Exercise requirements -> Continue the forum thread about naval nuclear reactors and shock trials from the point where it stops.

Document section ->

══════════════════════════════

View attachment 93885
That's pretty cool, so if the third was a rough one you never mentioned the fourth blast. I imagine the reactors are a go to see if the blast wave SCRAMs them? I could be wrong on that acronym but I'm pretty sure that the reason they stopped putting reactors in cruisers and didn't try them in other ships of the line like fore example a battleship was because an impact on a surface warfare vessel would shut the reactors down and battleship turrets require a lot of electricity amongst the many other systems, so reactors made better power plants for ships less likely to be directly engaged in surface combat or at least that was my understanding of what they taught us in great mistakes illnois
 
Nuke propulsion plants are expensive , that's the main reason for their minimal use is smaller ships . That and they're heavy .
The US wasn't building any more battleships when nuke power became viable so that's why none were built .
Carriers are very likely to be engaged in combat -- we're the number one target !
We had more than a few nuke cruisers that served for a very long time : https://en.wikipedia.org/wiki/Nuclear-powered_cruisers_of_the_United_States_Navy

Shock trials was definitely aimed at testing the integrity of reactor plant operation .
The control rods are held in place and moved in and out of the core by electric motors that have " claws " that engage the threaded shaft at the upper end of the control rod . The rods are continuously under spring pressure so when the claws are released the rods are slammed into the core via the force of the springs .( That's a " scram " . From , " Super Critical Reactor Axe Man ".

══════════════════════════════

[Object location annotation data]

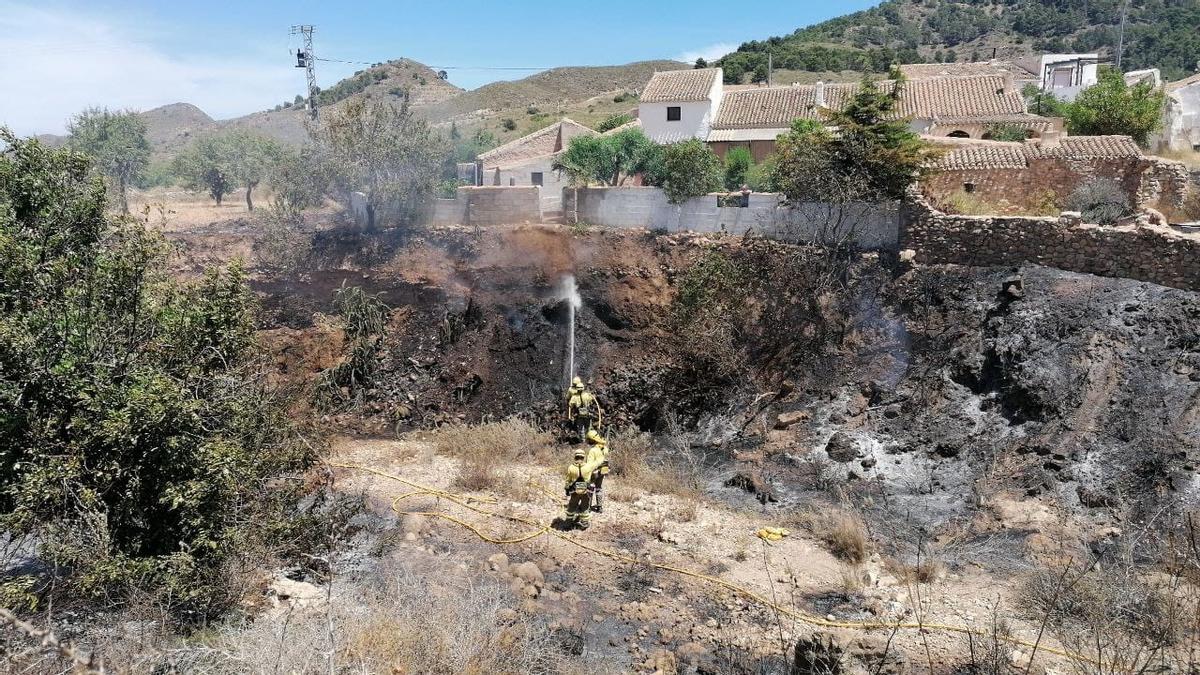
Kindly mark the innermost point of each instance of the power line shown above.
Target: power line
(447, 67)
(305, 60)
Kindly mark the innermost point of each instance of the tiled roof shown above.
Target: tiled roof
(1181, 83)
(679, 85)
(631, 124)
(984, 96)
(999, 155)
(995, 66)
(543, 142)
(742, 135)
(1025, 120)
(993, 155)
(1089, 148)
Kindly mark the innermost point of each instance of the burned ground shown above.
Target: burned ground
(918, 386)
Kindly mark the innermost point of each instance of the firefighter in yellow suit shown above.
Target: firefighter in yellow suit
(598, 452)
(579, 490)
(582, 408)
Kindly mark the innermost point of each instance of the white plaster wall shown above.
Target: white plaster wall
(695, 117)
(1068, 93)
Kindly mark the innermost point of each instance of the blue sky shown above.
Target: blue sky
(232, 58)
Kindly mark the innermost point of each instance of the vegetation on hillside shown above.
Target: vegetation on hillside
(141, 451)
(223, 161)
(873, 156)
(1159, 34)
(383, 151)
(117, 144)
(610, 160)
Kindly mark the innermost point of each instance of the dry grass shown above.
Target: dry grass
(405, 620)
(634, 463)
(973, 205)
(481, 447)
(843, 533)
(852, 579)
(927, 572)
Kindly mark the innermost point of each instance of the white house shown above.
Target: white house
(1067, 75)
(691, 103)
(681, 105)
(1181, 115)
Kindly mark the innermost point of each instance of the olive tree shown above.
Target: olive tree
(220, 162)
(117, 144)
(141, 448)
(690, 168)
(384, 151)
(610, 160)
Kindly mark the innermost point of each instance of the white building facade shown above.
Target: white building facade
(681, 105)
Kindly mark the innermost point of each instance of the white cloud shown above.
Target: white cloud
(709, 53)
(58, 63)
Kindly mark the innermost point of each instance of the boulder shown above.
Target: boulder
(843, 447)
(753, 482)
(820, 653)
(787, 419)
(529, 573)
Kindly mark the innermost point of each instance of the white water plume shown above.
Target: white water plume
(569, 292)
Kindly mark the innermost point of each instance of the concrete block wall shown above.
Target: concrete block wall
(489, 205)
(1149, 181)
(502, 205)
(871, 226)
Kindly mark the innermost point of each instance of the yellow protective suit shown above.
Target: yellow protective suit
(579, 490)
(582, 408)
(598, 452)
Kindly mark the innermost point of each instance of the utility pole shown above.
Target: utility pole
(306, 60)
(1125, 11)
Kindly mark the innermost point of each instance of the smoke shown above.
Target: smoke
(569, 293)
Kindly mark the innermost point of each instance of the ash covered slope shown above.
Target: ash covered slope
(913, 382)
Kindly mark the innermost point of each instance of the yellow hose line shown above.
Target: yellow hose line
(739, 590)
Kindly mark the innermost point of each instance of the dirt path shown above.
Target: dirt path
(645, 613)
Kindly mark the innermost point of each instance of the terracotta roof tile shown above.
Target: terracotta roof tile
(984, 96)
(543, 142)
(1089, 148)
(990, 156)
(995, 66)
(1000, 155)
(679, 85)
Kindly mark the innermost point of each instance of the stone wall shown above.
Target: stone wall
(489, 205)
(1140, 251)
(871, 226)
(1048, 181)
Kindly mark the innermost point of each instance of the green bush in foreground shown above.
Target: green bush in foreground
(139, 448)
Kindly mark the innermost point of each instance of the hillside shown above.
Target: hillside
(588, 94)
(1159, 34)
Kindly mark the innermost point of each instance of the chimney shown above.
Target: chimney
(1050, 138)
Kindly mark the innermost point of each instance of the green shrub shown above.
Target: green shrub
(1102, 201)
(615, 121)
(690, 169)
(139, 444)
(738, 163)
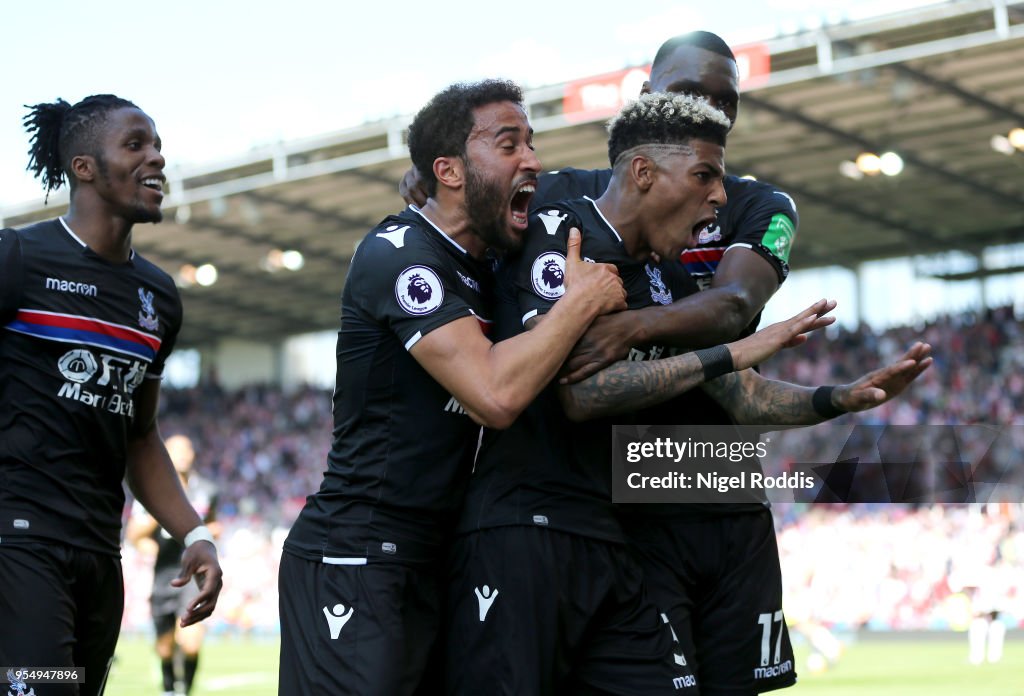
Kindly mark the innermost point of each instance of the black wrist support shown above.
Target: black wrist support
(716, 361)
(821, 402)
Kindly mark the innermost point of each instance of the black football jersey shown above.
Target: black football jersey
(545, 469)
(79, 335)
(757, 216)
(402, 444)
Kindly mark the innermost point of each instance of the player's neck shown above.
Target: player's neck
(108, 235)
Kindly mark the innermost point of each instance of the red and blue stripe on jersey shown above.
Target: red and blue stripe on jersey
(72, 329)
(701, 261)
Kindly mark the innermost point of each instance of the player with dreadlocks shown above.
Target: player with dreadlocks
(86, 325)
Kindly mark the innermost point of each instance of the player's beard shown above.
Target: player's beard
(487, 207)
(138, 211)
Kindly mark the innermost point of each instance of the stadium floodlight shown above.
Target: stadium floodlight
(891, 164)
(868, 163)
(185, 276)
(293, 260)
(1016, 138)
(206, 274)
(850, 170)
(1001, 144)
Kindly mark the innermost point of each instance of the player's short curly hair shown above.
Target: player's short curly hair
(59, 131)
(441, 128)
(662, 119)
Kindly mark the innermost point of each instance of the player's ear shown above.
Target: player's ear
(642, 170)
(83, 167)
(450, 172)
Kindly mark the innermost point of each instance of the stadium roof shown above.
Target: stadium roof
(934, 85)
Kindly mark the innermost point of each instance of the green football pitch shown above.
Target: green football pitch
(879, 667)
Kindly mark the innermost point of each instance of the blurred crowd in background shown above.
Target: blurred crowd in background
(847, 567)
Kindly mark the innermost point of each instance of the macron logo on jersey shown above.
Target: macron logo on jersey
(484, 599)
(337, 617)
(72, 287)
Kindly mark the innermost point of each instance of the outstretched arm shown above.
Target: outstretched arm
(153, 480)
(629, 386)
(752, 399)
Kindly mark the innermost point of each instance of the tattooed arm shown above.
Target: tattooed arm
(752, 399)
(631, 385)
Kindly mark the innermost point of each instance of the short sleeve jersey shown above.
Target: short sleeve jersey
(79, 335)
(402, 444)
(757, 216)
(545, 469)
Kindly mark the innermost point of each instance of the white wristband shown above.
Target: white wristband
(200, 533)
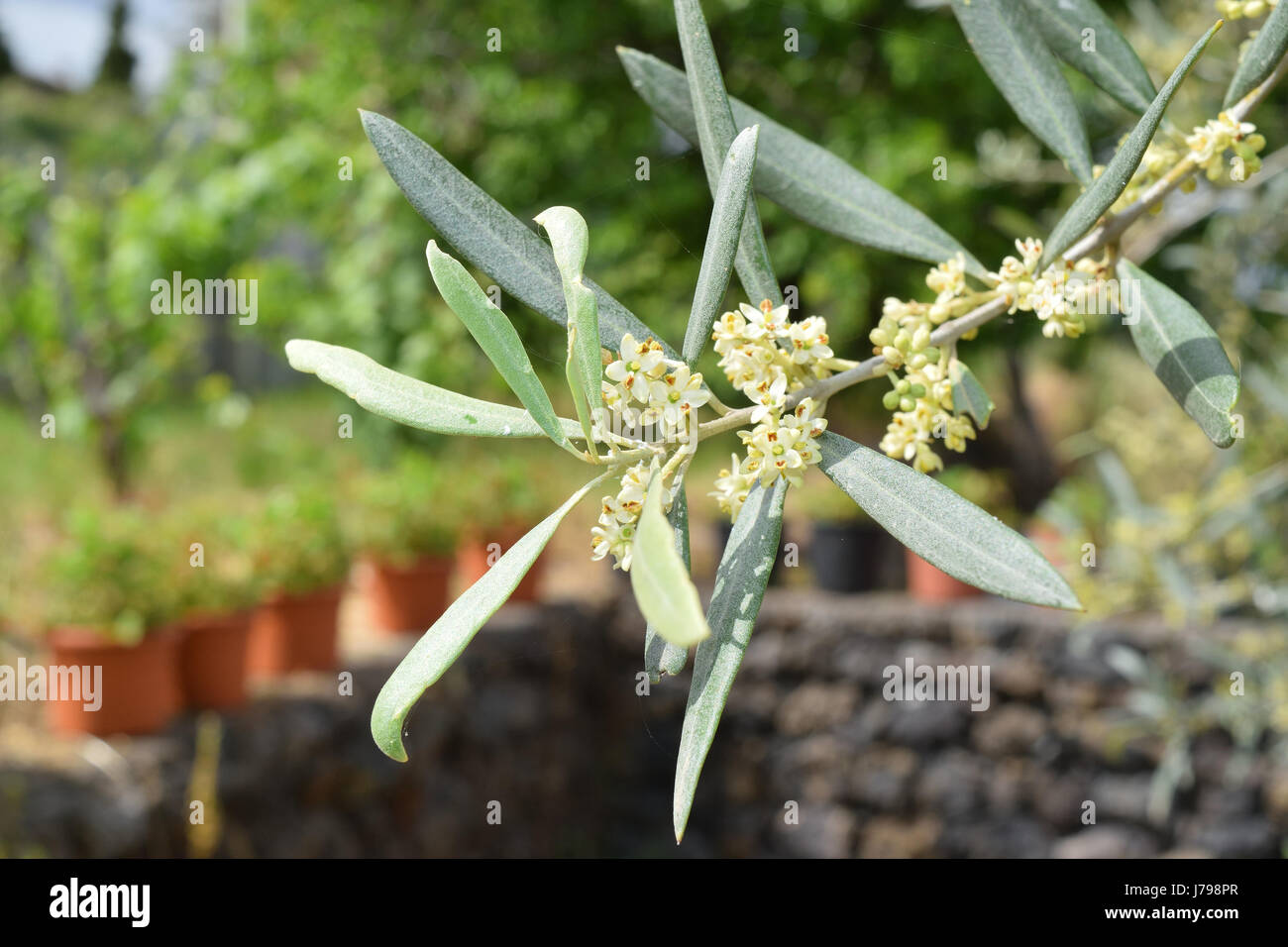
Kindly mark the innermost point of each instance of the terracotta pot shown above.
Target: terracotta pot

══════════════════════════════

Answer to the exercise ->
The first reactor utilized manually raised and lowered control rod that could be dropped by severing the rope used to lift it .)

They can't be shaken loose , and the test proved it .

I trained on a one of a kind plant up in upstate NY named MARF , S7G .
It didn't use hafnium control rods but gadolinium tubes that controlled reactivity by controlling the height of the water within the tube .
It was a freak . I could go further into the core physics but it would require a lot of explaining .

That prototype is long gone . She was close to being spent when I was training on her back in 86- 87 .
I was looking over the Kesselring site using Google maps not long ago and the containment building is gone . No surprise .
It was probably decommissioned back in the early 90's , if it even made it that far .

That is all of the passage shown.